━━ 提示文

C++標準化委員会の文書: P0451R0-P0459R0

P0451R0: P0451r0: Future-Proofing Parallel Algorithms Exception Handling

並列アルゴリズムで要素アクセス関数が例外を投げた時、並列に実行されるので当然複数の例外がキャッチされる可能性があるが、この例外はexception_listという複数の例外を格納するクラスに入れてthrowされるということになっていた。

しかし、このexception_listについて、実装経験がなく規格通りに実装できるかどうかわからないとして、要素アクセス関数が例外を投げた場合は、std::terminate()が呼ばれるように変更された。

この提案では、将来の拡張のために、カスタマイゼーションポイントとしてfail()関数を呼ぶようにしてはどうかと提案している。デフォルトのfailはterminateを呼ぶ。

P0452R0: P0452r0: Binary-Binary transform_reduce(): The Missing Overload

inner_productは規格の定義上並列化できないので、並列化できる設計のtransform_reduceを提案。また、既存のアルゴリズムの流儀に従って同じオーバーロードを提供する。

P0454R0: P0454r0: Wording for a Minimal mdspan

連続したストレージを多次元配列に見せかけるラッパーライブラリ、mdspanの文面案。

名前が暗号的だ。

P0457R0: String Prefix and Suffix Checking

basic_stringとbasic_string_viewに対して、指定した文字列が冒頭、末尾にあるかどうかを調べる、starts_with/ends_withというメンバー関数を追加する。

この機能は極めてよく使う機能であり、また一般的でもある。例えばPythonやJavaの文字列ライブラリは実装しているしQtの文字列ライブラリも実装している。また、最近のQtのコードは1193件のstarts_withと953件のends_withを利用している。他の例を見ても、webkitは304件のstarts_with、142件のends_withを使っている。LLVMは113件のstarts_withと38件のends_withを使っている。

フリー関数ではなくメンバー関数にした理由としては、既存の設計と一貫性があることと、フリー関数にした場合は引数の順序という問題が発生するためである。

━━━━

課題:
上の提示文を読み、次の問いに短く答えよ。
1. P0451R0の提案で、デフォルトのfail()は何を呼ぶか。
2. P0452R0で、inner_productに代わる並列化できる設計として提案されているアルゴリズムは何か。
3. P0457R0によると、最近のQtのコードはstarts_withを何件利用しているか。

━━ データ一覧

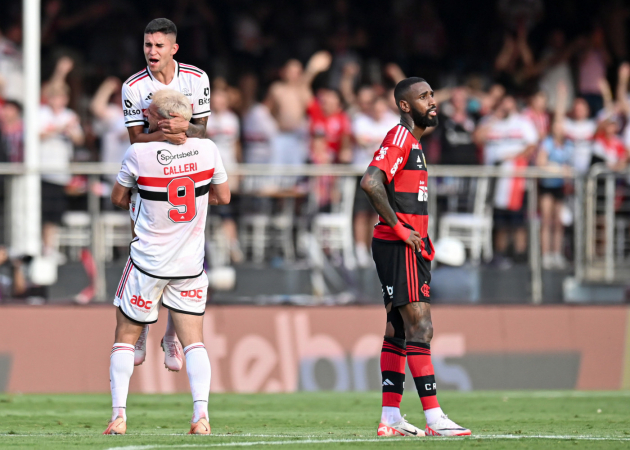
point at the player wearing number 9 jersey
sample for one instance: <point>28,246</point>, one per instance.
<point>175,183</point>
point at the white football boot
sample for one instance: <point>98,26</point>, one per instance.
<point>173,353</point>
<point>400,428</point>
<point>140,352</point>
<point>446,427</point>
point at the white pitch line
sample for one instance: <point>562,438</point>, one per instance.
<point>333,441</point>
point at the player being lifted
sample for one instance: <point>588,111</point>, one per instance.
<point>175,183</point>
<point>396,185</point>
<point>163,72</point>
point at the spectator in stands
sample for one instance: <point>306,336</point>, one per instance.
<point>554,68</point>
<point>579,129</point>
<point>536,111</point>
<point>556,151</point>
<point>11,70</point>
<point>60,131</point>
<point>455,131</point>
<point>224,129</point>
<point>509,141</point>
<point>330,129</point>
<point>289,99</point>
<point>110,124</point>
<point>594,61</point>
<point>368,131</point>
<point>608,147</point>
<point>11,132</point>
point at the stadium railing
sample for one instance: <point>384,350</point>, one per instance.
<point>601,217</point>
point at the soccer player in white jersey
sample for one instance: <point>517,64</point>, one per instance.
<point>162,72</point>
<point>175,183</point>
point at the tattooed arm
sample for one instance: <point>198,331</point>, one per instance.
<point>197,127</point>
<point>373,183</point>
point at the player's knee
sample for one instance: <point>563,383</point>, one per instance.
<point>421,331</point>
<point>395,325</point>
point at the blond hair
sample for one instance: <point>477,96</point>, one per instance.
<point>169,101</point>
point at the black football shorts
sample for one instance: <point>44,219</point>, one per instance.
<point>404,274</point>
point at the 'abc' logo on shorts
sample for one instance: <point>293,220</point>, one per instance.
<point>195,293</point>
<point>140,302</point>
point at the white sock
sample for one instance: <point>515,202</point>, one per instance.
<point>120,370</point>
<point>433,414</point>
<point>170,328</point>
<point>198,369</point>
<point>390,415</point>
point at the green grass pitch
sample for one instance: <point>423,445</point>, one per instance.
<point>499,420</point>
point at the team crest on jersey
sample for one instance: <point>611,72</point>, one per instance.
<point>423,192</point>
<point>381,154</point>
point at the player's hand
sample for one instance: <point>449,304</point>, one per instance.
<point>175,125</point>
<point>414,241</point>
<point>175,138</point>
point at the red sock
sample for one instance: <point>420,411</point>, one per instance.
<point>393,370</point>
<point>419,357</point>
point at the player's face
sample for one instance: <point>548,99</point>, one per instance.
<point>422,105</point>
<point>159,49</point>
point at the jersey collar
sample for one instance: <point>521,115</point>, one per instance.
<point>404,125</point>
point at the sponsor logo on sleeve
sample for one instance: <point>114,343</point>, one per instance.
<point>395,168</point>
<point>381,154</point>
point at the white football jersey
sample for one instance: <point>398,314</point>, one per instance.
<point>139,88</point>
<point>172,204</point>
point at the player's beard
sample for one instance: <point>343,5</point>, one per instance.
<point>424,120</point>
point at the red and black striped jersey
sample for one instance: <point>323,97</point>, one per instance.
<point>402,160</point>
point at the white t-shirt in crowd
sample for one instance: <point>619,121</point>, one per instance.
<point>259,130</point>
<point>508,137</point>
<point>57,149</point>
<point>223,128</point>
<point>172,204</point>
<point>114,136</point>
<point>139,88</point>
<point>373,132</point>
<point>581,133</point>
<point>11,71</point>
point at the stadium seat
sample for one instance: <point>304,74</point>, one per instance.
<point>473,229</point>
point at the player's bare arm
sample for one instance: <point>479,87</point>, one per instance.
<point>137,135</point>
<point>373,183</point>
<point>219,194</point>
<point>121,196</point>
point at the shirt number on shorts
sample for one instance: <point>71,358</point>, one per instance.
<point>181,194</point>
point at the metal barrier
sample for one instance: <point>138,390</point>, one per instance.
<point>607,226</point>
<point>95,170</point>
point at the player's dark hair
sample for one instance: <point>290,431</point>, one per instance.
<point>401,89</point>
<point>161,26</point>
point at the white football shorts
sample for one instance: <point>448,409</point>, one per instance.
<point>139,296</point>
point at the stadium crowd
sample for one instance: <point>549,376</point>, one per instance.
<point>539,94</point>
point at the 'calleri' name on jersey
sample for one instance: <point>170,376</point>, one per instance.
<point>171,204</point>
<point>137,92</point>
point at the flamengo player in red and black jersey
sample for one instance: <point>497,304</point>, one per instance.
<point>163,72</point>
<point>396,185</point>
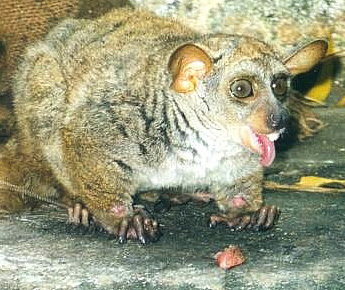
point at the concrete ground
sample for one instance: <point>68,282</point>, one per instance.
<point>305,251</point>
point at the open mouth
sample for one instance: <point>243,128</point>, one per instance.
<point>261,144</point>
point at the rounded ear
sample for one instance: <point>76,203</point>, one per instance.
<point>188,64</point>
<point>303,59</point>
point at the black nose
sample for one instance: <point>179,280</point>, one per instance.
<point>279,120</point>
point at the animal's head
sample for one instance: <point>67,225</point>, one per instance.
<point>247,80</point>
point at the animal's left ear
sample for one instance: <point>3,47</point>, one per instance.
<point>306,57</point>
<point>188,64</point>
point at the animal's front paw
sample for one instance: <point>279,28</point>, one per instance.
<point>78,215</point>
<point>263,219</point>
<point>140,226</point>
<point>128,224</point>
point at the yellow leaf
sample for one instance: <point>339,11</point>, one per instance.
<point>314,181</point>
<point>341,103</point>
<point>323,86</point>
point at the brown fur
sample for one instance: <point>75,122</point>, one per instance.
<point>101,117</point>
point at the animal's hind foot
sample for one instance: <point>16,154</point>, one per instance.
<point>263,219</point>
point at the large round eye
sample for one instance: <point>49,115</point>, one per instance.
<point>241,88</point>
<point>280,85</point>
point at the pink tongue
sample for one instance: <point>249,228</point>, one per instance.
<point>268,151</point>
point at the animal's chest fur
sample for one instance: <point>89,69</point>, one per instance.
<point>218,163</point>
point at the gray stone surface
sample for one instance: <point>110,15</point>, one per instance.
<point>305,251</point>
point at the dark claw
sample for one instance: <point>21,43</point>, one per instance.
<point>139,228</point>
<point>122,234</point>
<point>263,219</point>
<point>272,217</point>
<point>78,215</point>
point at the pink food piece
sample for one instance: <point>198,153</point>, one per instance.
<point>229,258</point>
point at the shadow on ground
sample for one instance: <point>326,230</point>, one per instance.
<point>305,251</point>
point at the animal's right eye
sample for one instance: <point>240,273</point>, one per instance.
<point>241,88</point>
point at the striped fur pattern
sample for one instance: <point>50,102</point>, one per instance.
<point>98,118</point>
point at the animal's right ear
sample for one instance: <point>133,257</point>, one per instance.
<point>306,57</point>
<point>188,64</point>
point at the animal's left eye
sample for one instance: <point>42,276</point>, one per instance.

━━━━

解答例:
1. terminate
2. transform_reduce
3. 1193件